Dataset rows on where objects appear:

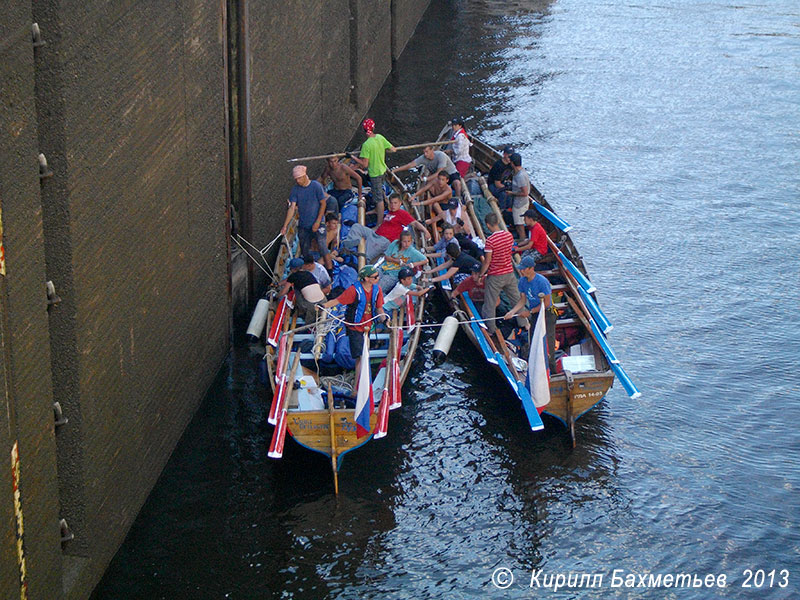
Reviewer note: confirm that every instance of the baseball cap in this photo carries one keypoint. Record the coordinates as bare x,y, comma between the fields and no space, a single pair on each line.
405,272
367,271
527,263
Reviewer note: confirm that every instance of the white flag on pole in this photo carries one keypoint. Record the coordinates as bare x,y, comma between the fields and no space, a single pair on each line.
538,364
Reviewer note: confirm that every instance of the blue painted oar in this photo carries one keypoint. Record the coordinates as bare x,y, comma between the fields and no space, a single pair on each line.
626,382
601,339
553,218
476,331
580,277
445,283
507,372
602,321
523,394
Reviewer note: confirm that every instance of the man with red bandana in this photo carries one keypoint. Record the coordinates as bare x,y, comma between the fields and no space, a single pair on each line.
373,158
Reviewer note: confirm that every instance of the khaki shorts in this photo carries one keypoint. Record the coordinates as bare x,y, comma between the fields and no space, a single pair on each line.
520,206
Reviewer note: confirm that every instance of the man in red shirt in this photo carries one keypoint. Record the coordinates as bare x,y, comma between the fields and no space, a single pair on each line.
536,243
393,224
472,284
498,271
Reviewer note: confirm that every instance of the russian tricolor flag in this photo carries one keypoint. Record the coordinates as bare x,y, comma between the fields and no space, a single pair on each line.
538,365
365,402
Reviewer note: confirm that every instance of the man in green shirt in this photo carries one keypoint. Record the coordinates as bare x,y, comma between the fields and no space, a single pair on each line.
373,159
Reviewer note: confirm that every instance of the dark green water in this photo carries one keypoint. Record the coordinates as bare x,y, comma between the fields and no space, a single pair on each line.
669,134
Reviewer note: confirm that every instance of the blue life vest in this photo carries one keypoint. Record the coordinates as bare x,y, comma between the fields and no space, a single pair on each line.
355,311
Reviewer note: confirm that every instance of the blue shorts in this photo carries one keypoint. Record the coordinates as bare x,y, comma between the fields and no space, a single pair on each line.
305,236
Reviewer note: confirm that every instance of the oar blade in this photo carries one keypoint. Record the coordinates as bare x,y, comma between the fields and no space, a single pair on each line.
534,419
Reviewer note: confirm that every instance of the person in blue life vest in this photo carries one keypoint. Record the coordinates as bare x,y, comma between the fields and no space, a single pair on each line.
530,285
364,299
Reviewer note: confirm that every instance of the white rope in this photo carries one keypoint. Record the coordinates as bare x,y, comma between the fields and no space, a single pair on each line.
421,325
268,273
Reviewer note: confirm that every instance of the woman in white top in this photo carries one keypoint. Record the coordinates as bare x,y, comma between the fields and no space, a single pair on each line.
461,145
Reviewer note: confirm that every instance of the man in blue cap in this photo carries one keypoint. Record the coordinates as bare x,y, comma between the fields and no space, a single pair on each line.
307,290
364,300
530,285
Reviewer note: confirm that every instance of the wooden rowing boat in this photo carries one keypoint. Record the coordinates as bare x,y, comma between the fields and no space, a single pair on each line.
331,430
587,371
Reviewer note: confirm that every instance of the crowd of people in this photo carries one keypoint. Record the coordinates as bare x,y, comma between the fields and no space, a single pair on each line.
329,237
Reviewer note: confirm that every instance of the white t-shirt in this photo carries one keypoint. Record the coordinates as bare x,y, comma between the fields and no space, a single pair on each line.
396,293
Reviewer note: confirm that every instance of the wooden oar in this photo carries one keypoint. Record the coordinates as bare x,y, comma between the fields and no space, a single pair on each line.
382,425
334,452
279,434
341,154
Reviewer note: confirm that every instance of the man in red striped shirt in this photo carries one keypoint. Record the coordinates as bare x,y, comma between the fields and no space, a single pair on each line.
536,243
499,271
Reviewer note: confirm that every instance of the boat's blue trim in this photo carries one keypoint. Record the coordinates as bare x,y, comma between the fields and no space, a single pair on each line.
482,343
445,283
626,382
578,416
534,419
580,277
553,218
604,345
602,321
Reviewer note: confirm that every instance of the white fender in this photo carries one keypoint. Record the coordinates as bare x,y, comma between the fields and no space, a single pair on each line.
445,339
258,320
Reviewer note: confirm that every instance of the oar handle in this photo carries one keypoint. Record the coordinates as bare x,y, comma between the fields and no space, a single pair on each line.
341,154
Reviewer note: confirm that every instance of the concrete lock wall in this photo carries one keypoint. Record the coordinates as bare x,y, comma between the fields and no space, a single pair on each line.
26,419
315,68
127,102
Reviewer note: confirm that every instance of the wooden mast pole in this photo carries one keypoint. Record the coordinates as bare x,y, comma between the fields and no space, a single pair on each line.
334,451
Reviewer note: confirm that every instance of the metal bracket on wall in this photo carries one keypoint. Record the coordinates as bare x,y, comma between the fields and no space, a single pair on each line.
59,415
52,297
37,36
44,170
66,532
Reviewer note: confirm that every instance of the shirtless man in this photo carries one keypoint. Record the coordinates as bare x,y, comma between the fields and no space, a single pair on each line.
341,175
435,160
440,192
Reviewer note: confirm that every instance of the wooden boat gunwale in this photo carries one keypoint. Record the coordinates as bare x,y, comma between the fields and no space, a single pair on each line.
590,387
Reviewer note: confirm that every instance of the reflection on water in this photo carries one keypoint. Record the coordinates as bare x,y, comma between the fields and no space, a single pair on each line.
667,133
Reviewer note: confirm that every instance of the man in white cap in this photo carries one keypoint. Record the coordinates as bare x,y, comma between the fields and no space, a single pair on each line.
530,285
309,200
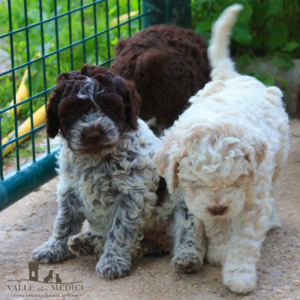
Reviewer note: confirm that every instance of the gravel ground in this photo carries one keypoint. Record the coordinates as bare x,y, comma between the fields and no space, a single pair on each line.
28,223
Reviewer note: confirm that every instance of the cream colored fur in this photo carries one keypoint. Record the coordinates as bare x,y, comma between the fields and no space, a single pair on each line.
227,150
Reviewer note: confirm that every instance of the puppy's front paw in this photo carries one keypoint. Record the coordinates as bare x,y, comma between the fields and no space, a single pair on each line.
240,281
187,262
216,255
109,268
51,252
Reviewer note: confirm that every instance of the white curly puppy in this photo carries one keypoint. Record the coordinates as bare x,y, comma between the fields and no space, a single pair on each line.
225,152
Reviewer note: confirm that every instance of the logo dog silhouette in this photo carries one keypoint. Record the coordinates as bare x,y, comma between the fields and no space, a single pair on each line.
58,280
49,277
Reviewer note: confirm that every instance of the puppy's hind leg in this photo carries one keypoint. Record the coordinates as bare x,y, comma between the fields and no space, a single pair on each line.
189,240
68,222
123,238
249,230
89,243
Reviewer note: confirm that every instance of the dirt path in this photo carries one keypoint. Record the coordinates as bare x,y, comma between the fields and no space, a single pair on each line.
28,223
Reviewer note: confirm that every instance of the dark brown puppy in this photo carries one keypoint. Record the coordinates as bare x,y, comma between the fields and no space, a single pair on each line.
168,64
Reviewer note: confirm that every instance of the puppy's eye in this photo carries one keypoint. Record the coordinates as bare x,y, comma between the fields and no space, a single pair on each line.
74,113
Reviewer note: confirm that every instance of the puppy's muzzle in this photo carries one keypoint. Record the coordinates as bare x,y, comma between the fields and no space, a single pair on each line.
217,211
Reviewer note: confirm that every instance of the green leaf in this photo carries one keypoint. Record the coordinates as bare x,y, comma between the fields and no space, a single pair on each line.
257,41
278,35
241,33
246,13
274,8
283,60
258,17
290,46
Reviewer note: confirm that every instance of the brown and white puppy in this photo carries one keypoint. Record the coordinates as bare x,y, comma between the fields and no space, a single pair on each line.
107,173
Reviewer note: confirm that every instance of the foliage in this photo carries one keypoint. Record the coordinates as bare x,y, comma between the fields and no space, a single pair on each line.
64,61
264,29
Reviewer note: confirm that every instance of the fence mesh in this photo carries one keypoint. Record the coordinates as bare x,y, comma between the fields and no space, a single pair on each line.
39,40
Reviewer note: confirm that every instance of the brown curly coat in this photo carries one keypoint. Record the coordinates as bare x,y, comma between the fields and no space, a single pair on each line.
168,64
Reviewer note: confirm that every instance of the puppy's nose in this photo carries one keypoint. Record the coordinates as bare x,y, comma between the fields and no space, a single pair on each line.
217,210
92,136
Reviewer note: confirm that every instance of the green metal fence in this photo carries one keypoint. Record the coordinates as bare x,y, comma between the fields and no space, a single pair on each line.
39,40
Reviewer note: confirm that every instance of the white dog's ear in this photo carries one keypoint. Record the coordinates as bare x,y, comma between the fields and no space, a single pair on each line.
167,161
255,150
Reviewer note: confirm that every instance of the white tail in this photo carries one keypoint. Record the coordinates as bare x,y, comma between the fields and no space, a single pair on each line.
218,50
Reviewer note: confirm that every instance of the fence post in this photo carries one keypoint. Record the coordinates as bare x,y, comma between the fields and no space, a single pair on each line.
168,12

▶ Work instructions:
Every line from the one containing "Reviewer note: confirm that every instance of the white dog's" through the end of the entries above must be echoed exactly, with both ends kept.

▶ Task response:
Reviewer note: confirm that every instance of the white dog's ear in this photo carries one keypoint. Record the coordinates as bare x,y, comma between the fields and no space, a single pair on each line.
167,161
255,150
Reviewer note: confirm that every instance of the white tail in this photo carries one keypoint. Record the coordinates as bare x,y, comma between the fields and no space, a single pair on each line.
218,50
Reviewer note: confirm that every instance of the fence post in this photo carries one keypoint. Record the coordinates as bare x,y, comma between the fields and no space, a single pair on each line.
168,12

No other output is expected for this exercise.